* _PROBLEM DESCRIPTION_
Quote all entries in full, exactly.

* _STORED DATA_
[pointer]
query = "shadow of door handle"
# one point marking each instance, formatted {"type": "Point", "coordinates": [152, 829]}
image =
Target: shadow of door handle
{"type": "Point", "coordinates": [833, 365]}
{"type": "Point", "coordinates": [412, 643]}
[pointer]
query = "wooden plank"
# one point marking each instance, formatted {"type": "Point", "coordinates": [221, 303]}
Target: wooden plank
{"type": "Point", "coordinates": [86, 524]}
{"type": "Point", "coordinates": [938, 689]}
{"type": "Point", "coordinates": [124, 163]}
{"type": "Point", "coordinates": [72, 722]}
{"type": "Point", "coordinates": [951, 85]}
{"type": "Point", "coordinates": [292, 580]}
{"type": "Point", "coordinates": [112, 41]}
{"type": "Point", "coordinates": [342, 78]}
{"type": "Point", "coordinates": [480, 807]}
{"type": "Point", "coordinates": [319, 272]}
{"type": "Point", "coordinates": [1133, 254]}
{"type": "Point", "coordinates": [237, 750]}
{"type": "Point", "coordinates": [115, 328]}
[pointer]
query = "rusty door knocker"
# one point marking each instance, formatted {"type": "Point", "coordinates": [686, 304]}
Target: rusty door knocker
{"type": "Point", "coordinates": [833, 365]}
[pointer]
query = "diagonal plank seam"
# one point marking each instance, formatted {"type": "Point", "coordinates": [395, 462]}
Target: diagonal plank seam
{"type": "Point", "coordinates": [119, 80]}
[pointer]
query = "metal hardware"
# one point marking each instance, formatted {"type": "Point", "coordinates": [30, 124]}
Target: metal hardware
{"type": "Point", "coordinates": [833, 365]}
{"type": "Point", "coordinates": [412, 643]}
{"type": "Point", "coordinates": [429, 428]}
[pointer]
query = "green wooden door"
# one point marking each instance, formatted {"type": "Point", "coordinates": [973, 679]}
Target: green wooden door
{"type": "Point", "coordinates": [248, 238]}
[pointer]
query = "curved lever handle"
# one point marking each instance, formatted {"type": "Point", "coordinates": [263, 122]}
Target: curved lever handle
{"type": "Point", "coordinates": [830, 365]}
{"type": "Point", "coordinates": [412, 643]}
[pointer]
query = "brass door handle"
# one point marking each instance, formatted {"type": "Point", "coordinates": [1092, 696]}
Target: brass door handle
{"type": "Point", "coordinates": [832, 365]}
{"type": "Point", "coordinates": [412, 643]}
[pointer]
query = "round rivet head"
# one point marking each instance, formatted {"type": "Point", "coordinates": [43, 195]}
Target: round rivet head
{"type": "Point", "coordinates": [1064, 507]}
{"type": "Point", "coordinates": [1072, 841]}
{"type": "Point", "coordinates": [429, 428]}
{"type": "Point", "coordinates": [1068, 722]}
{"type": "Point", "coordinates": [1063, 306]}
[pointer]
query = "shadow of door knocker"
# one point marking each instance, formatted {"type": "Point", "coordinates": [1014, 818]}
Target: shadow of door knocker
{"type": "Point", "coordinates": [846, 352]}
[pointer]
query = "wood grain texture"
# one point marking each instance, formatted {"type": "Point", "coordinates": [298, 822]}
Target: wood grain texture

* _THE REPLY_
[pointer]
query = "shadow of door handle"
# one point marking each instance, formatted {"type": "Point", "coordinates": [152, 829]}
image =
Target: shadow of door handle
{"type": "Point", "coordinates": [833, 365]}
{"type": "Point", "coordinates": [412, 643]}
[pointer]
query = "wooden plank"
# one point marking each instance, formatted {"type": "Point", "coordinates": [221, 303]}
Target: wooden plank
{"type": "Point", "coordinates": [86, 524]}
{"type": "Point", "coordinates": [938, 689]}
{"type": "Point", "coordinates": [124, 163]}
{"type": "Point", "coordinates": [72, 722]}
{"type": "Point", "coordinates": [951, 85]}
{"type": "Point", "coordinates": [292, 580]}
{"type": "Point", "coordinates": [112, 41]}
{"type": "Point", "coordinates": [342, 78]}
{"type": "Point", "coordinates": [480, 807]}
{"type": "Point", "coordinates": [319, 272]}
{"type": "Point", "coordinates": [1133, 254]}
{"type": "Point", "coordinates": [237, 750]}
{"type": "Point", "coordinates": [115, 328]}
[pointer]
query = "rusty door knocker"
# one point marking each instance, formatted {"type": "Point", "coordinates": [686, 304]}
Target: rusty door knocker
{"type": "Point", "coordinates": [833, 365]}
[pointer]
query = "diagonal plank seam"
# one point marking each instance, formatted {"type": "Point", "coordinates": [395, 462]}
Target: diagonal plank seam
{"type": "Point", "coordinates": [119, 80]}
[pointer]
query = "metal hardware"
# one point marking each instance, formatted {"type": "Point", "coordinates": [30, 124]}
Target: metal hardware
{"type": "Point", "coordinates": [833, 365]}
{"type": "Point", "coordinates": [412, 643]}
{"type": "Point", "coordinates": [429, 428]}
[pointer]
query = "green wooden door"
# one point marking each instance, formatted {"type": "Point", "coordinates": [973, 679]}
Target: green wooden door
{"type": "Point", "coordinates": [248, 238]}
[pointer]
query = "curved lever handle"
# one point marking each instance, formatted {"type": "Point", "coordinates": [263, 122]}
Target: curved lever handle
{"type": "Point", "coordinates": [830, 365]}
{"type": "Point", "coordinates": [412, 643]}
[pointer]
query = "brass door handle"
# one point marking each instance, formatted {"type": "Point", "coordinates": [1092, 696]}
Target: brass door handle
{"type": "Point", "coordinates": [832, 365]}
{"type": "Point", "coordinates": [412, 643]}
[pointer]
query = "round rivet head"
# one point marking each instance, formatted {"type": "Point", "coordinates": [43, 195]}
Target: round rivet head
{"type": "Point", "coordinates": [1064, 507]}
{"type": "Point", "coordinates": [1072, 841]}
{"type": "Point", "coordinates": [429, 428]}
{"type": "Point", "coordinates": [1068, 722]}
{"type": "Point", "coordinates": [1063, 306]}
[pointer]
query = "shadow of door knocker"
# one point marking each instance, formatted {"type": "Point", "coordinates": [1014, 818]}
Target: shadow of door knocker
{"type": "Point", "coordinates": [846, 352]}
[pointer]
query = "wood grain texture"
# one point marking each instance, formatted {"type": "Point", "coordinates": [298, 822]}
Target: wood grain texture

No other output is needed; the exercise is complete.